== Quoted text

# New pictures/Updates



## Kashmir&Eleanor (Feb 22, 2014)

I love taking pictures of my pets, especially the kittens lately 

Although she (Eleanor) is only about 5 weeks old, I have began weaning her, which is going really well. She is eating wet food mixed with formula from a dish and no longer on the bottle. She'd bite the nipples right off and managed to swallow one before I could stop her, so I figured it was time. She would also not take to a dropper, but would the dish.
I feel really guilty, but I am having a really hard time bonding with her. You'd think so from caring for one so young, but I don't know. I am hoping it will come with time. I think it's partly due to myself being an ex bird breeder / rescue, I handfed baby birds from about a week old for several weeks and learned to shut myself off emotionally, otherwise I became very attached and that wasn't such a good thing. I love her and I have absolutely no regrets taking her in, but we just don't have that connection yet. I am the person she comes to for food and that's it, otherwise she really wants nothing to do with me lol.



And this is where I currently have Eleanor sleep until she gets a little bit bigger. (the white playpen in the corner)



My two other kittens (kittens from another mother) are also doing great. 

Kashmir and Misty (My daughter claimed Misty as her own the day I brought her home lol)


Misty


My household is loving the kittens, it's been quite the experience and a lot of work lol. We've definitely had to make many changes to our routine and the kids are now chipping in with different chores to help care for them.
My 8 year old is not so fond of the two oldest ones though 
I woke up the other morning to this at his door. He says it's a kitten barricade to keep them out of his bedroom at night and his toes safe. So far it's worked lol



They are slowly taking over my upstairs family room / office though with their stuff.. cat beds and cat trees and scratching posts and little balls with bells, catnip filled mice, etc


----------



## sarahthompson (Aug 8, 2014)

Very nice. Thanks for sharing


----------



## Kashmir&Eleanor (Feb 22, 2014)

Thank you


----------



## spirite (Jul 31, 2012)

Oh they're all so cute! And your son's barricade is pretty funny, LOL!

Don't feel guilty about not feeling a connection with Eleanor. In a different thread, you said she's climbing all over you and biting. It's kinda hard to feel affection towards something that's leaving teeth marks in you! Hopefully, some of the suggestions that others offered for getting her to play nicely will work. And once she gets a little older, she'll probably get more cuddly - right there's just so much for her to explore and learn right now that sitting still and being cute is pretty low on her list, even though it's high on yours.  I'll bet that you'll find your bond with her when she calms down a bit.

====
== Data shown

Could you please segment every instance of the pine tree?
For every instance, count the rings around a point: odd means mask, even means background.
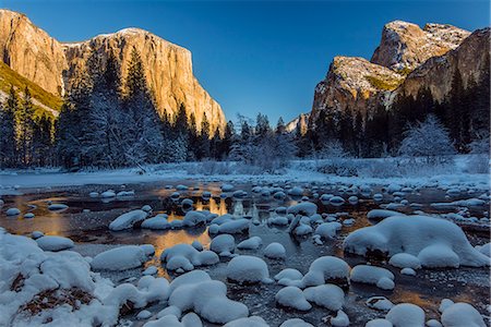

====

### Tasks to carry out
1/ Translate this sentence from the kitten thread into Spanish: "She is eating wet food mixed with formula from a dish and no longer on the bottle."
2/ Please return the stretch of the kitten thread from "And this is" through "care for them.", copied word for word.
The material comes from a different source than the kitten thread.

### Solutions to the tasks
1/ Está comiendo comida húmeda mezclada con leche de fórmula en un plato y ya no toma el biberón.

2/
And this is where I currently have Eleanor sleep until she gets a little bit bigger. (the white playpen in the corner)



My two other kittens (kittens from another mother) are also doing great. 

Kashmir and Misty (My daughter claimed Misty as her own the day I brought her home lol)


Misty


My household is loving the kittens, it's been quite the experience and a lot of work lol. We've definitely had to make many changes to our routine and the kids are now chipping in with different chores to help care for them.